И этим противоречием чревато не только употребление в качестве средства человека, якобы любимого, но и вообще вторжение в область любви категории телеологической. Для всех этих трансвитальных царств в некотором роде печатью и приговором государевым оказывается свобода от связи целей и средств в целом. Подобно тому как Шопенгауэр то же самое говорит об искусстве, утверждая, что оно «всегда у цели», так обстоит дело и с любовью. Даже если она чего-то желает или домогается, она, оставаясь только самою собой, не может использовать для этого технику целеполагания и приискания средств, т. е. прием, в плену которого пребывает всякая чувственность, стремящаяся лишь к самоудовлетворению.

◆ Блок данных
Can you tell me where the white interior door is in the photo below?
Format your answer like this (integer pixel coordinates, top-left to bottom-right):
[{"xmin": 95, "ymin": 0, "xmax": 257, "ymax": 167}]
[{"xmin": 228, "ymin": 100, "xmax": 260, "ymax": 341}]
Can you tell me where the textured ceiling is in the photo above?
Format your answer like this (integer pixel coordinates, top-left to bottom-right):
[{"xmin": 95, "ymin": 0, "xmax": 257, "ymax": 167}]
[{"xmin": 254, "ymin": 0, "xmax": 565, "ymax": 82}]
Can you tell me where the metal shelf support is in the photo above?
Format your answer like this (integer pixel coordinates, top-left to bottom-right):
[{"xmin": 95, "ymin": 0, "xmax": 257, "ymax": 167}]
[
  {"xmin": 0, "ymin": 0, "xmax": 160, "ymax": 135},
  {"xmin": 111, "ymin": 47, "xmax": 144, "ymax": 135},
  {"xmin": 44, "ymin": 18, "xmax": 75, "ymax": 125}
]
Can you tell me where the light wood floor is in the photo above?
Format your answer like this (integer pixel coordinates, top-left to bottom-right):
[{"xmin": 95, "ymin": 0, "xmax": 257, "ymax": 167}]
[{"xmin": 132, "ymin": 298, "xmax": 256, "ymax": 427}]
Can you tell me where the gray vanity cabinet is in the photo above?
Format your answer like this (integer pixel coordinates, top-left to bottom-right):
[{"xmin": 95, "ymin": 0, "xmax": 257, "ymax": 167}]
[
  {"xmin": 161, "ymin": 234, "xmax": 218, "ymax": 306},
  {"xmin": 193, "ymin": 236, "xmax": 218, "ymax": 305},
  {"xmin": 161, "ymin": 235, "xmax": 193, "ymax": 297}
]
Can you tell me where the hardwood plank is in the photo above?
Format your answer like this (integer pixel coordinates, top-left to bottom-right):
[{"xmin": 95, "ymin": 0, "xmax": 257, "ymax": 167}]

◆ ЗАДАНИЕ
Что, согласно отрывку о любви, Шопенгауэр утверждает об искусстве? Перечень никак не связан с отрывком.

◆ ОЖИДАЕМЫЙ ОТВЕТ
Что искусство «всегда у цели».